We will use a custom CNN residual network model for the shift and log-scale parameters that are used in this layer bijector. 

You should now complete the following class to create a custom layer as the residual block for use in this custom model. 

* The class initializer takes `num_filters`, `kernel_size` and `l2reg_coeff` arguments, and optional keyword arguments
  * Any keyword arguments should be passed up to the base class initializer
  * The required arguments should be set as class attributes, to be available to other methods
* The class should implement a `build` method, that creates the model layers
  * There should be two `Conv2D` layers. The first has `num_filters` filters, and the second has the same number of filters as the layer inputs
  * Both `Conv2D` layers should use the `kernel_size` argument to set the kernel size, and should use a ReLU activation and `"SAME"` padding
  * Both `Conv2D` layers should also use $l^2$ kernel regularisation, using the `l2reg_coeff` argument
  * This method should also create two `BatchNormalization` layers
* In the `call` method, the layer inputs should be processed as follows:
  * First, the inputs are passed through the first `Conv2D` layer (with `num_filters` filters)
  * Then they are passed through a `BatchNormalization` layer
  * Then they are processed by the other `Conv2D` layer, and then the other `BatchNormalization` layer
  * Finally, this output should then be added to the original layer input and returned

In [None]:
#### GRADED CELL ####

# Complete the following class. 
# Make sure to not change the class name or provided methods and signatures.

class Conv2DResidualBlock(Layer):
    
    def __init__(self, num_filters, kernel_size, l2reg_coeff, **kwargs):
        """
        Class initializer takes kernel_size num_filters and l2reg_coeff as arguments, and 
        optional keyword arguments that should be passed to the base Layer class initializer.
        """
        
        

In [None]:
# Create residual block layers using your class

resnet_block1 = Conv2DResidualBlock(64, (3, 3), 5e-5, name='resnet1')
resnet_block2 = Conv2DResidualBlock(64, (3, 3), 5e-5, name='resnet2')

In [None]:
# Build and call the first residual block

resnet_block1(keras.random.normal((1, 32, 32, 3))).shape

In [None]:
# Build and call the second residual block

resnet_block2(keras.random.normal((1, 32, 32, 3))).shape

You should now complete the following `get_shift_and_log_scale_resnet` function that builds the full shift and log-scale network, using the `Conv2DResidualBlock` class above.

========================================================================

Prompt 1.
In the residual block notebook excerpt, what padding must both `Conv2D` layers use?
Prompt 2.
Continue the residual block notebook excerpt, starting right after its final sentence about the `get_shift_and_log_scale_resnet` function.

Collected data.

========================================================================

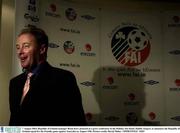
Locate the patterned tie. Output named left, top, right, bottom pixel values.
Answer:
left=21, top=73, right=33, bottom=104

========================================================================

Exercise answer 1.
`"SAME"` padding.

Exercise answer 2.
* This function takes `input_shape`, `kernel_size` and `l2reg_coeff` as arguments, as well as `residual_blocks`, which is a list of `Conv2DResidualBlock` objects
* The function should use the functional API to build the multi-output model
* The model should use the `input_shape` in the function argument to set the shape in the `Input` layer
* The inputs should be processed sequentially by the layers contained in the `residual_blocks` list
* There should then be a final `Conv2D` layer that processes this output, using the `kernel_size` argument, and $l^2$ kernel regularization using `l2reg_coeff`
  * This `Conv2D` layer should have twice as many filters as the input
  * It should use `"SAME"` padding and have no activation function
* The output of this layer should then be split into two equal-sized Tensors along the final channel axis. These two Tensors are the shift and log-scale Tensors, and should each have the same shape as the model input
* Finally, you should then apply the `tanh` nonlinearity to the log_scale Tensor
* The outputs to the model should be the list of Tensors `[shift, log_scale]`

_Hint: use_ [`keras.ops.split`](https://keras.io/api/ops/numpy/#split-function) _to create the output Tensors_.

In [None]:
#### GRADED CELL ####

# Complete the following function. 
# Make sure to not change the function name or arguments.

def get_shift_and_log_scale_resnet(input_shape, kernel_size, l2reg_coeff, residual_blocks):
    """
    This function should build the CNN shift and log-scale ResNet model according to the 
    above specification, using the functional API. The model should be multi-output, where
    the output Tensors are [shift, log_scale].
    Your function should return the model.
    """
    
    

In [None]:
# Create a shift and log-scale model using your function

shift_and_log_scale = get_shift_and_log_scale_resnet((6, 6, 3), (3, 3), 5e-5, 
                                                     [resnet_block1, resnet_block2])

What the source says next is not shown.